- Extracted entries

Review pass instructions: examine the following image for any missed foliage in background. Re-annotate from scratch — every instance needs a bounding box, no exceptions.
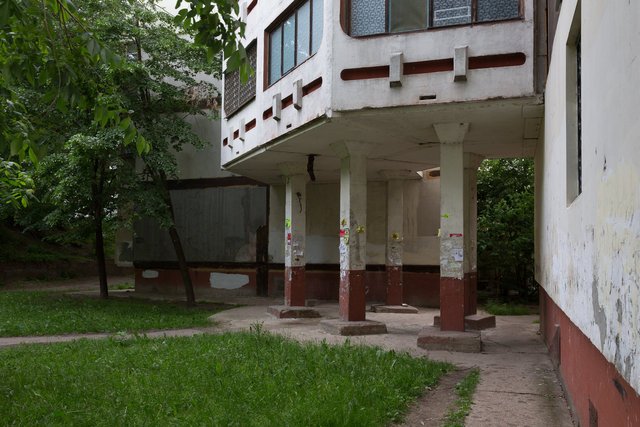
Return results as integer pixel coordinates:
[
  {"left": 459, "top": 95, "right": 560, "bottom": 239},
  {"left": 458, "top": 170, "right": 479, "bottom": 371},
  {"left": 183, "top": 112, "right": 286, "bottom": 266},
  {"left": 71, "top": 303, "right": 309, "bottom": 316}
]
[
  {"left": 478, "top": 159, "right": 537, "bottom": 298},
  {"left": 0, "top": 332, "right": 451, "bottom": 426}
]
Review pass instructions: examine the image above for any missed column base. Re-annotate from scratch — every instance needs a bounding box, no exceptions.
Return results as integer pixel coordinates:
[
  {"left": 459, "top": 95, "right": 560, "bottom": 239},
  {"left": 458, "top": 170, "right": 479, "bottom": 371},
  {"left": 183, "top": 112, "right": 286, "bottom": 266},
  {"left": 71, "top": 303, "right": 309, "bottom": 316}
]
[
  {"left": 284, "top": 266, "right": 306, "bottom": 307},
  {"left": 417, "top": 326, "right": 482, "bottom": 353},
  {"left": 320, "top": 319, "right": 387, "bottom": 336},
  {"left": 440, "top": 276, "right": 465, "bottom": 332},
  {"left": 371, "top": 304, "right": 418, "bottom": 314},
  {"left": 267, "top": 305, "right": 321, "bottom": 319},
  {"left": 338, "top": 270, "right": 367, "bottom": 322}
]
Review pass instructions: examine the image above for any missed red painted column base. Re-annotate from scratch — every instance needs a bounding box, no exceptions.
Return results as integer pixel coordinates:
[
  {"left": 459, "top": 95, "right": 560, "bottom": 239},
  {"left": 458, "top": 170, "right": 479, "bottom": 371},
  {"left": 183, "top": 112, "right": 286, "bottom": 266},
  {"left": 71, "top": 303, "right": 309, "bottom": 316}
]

- Problem description
Rewrite the lines above as a numbered list, starting at the line with "any missed column" and going through the last line of the rows. Leave out any blank lines.

- Response for this exercise
1. Review pass instructions: examine the image above for any missed column base. Re-annotate from scratch — every instance needs a bounding box, no exceptions.
2. Return results as integer pixel coordinates:
3. [
4.   {"left": 459, "top": 95, "right": 560, "bottom": 239},
5.   {"left": 458, "top": 170, "right": 479, "bottom": 371},
6.   {"left": 183, "top": 112, "right": 286, "bottom": 266},
7.   {"left": 71, "top": 303, "right": 309, "bottom": 316}
8. ]
9. [
10.   {"left": 284, "top": 266, "right": 306, "bottom": 307},
11.   {"left": 417, "top": 326, "right": 482, "bottom": 353},
12.   {"left": 320, "top": 319, "right": 387, "bottom": 336},
13.   {"left": 440, "top": 276, "right": 465, "bottom": 332},
14.   {"left": 371, "top": 304, "right": 418, "bottom": 314},
15.   {"left": 267, "top": 305, "right": 321, "bottom": 319},
16.   {"left": 338, "top": 270, "right": 367, "bottom": 322}
17. ]
18. Review pass instructions: examine the image above for any missed red painted column base. Re-annotate from scratch — every instance needs a bounding box, no exceptions.
19. Return results as integer pixel coordinates:
20. [
21.   {"left": 459, "top": 95, "right": 560, "bottom": 239},
22.   {"left": 458, "top": 170, "right": 479, "bottom": 371},
23.   {"left": 183, "top": 112, "right": 286, "bottom": 266},
24.   {"left": 71, "top": 303, "right": 309, "bottom": 316}
25. ]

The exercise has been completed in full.